DOCUMENT start

The MBTA’s early-morning decision to shut down all services until the remaining Boston Marathon bombing suspect was the first time the T has been shuttered for a reason other than the weather.
Richard A. Davey, the state’s secretary of transportation, and Beverly A. Scott, general manager of the T, defended the decision to close all public transportation on Friday, saying they could not take the chance of hampering law enforcement’s efforts to apprehend Dzhokhar A. Tsarnaev, one of the suspected Marathon bombers, who remained at large Friday morning.
“We did not want to have customers potentially put in harm’s way,’’ Davey said. “And we didn’t want to give this suspect the opportunity to get out of the city using public transit.’’
Scott said the T would stay closed until police deem it safe to reopen.
“We’ve got to be able to isolate this guy,’’ Scott said.
The decision was made shortly after 5 a.m., before any of the T’s trains left their stations. At that point, about seven commuter rail trains had already left their stations, and were halted and reversed, taking passengers back to their originating stop. Fifteen buses had begun their routes, and carried passengers through to the end of the route, then returned to garages.
Amtrak trains leaving from South Station have also been shut down. The Ride, the T’s paratransit service, has canceled all its scheduled trips for today, and the commuter rail ferries have been docked.

DOCUMENT end

§ **SET OF TASKS**
**A.** In the article about the MBTA shutdown, how many buses had already begun their routes when the decision was made?
**B.** Extend the article about the MBTA shutdown, starting after its final sentence.

PROVIDED MATERIAL start

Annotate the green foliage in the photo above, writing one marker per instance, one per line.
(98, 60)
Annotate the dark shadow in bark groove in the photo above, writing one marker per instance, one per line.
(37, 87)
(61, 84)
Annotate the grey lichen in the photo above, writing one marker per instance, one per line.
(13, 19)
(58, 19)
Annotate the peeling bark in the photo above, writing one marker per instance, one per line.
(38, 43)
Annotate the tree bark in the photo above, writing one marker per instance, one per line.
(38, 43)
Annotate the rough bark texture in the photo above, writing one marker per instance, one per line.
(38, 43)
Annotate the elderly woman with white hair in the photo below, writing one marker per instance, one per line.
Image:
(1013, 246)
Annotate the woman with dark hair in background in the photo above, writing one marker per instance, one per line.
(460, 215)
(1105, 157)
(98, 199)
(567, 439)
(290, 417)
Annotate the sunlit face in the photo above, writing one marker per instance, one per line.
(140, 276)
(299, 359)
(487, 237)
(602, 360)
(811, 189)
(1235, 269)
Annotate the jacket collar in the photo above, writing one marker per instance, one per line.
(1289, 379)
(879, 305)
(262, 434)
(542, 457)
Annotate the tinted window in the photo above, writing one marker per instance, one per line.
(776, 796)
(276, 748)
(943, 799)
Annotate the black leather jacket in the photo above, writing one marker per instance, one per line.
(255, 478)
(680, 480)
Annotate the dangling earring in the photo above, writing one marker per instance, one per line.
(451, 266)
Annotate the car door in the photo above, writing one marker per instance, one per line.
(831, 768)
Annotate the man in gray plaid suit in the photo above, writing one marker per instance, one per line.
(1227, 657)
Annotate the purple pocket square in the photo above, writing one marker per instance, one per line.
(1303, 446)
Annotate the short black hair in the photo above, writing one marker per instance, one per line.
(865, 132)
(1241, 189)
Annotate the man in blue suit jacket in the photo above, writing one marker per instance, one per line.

PROVIDED MATERIAL end

§ **RESULTS BY TASK**
**A.** Fifteen buses.

**B.**
MBTA conductors and staff continue to wait at stations throughout the region, waiting for word on when they will be able to restart the system.
Todd Johnson, director of the MBTA Operation Control Center, said the trains have stayed on and conductors continue to man them. If an arrest is made or the go-ahead is provided by police, the transit system can start back up within minutes, Johnson said.
“As you can imagine, to shut down a system as big and as vital as ours, it’s a hard decision. It’s a brave decision,’’ Johnson said.
Scott said she received a call early this morning from Peter Rogoff, head of the Federal Transit Administration, offering any help that the T may need during the unprecedented closure.
“He told us, ‘If you need it, we’re there,’ “ Scott said.
Though the shutdown was done with the safety of commuters in mind, many were irked when they learned the T was not running Friday morning.
Jonathan Cruz of Dorchester was on his way to his apprenticeship at Youth Build Boston, a program that teaches young people construction skills. An acquaintance stopped him on his way to the JFK/UMass Red Line station, warning him service was canceled, but Cruz kept going, hoping to get more information at the station.
He arrived at the station at about 6:30 a.m. and found no signs about service cancellation and no employees, he said. His program has a very low tolerance for tardiness, and he was supposed to be in Roxbury by 7 a.m.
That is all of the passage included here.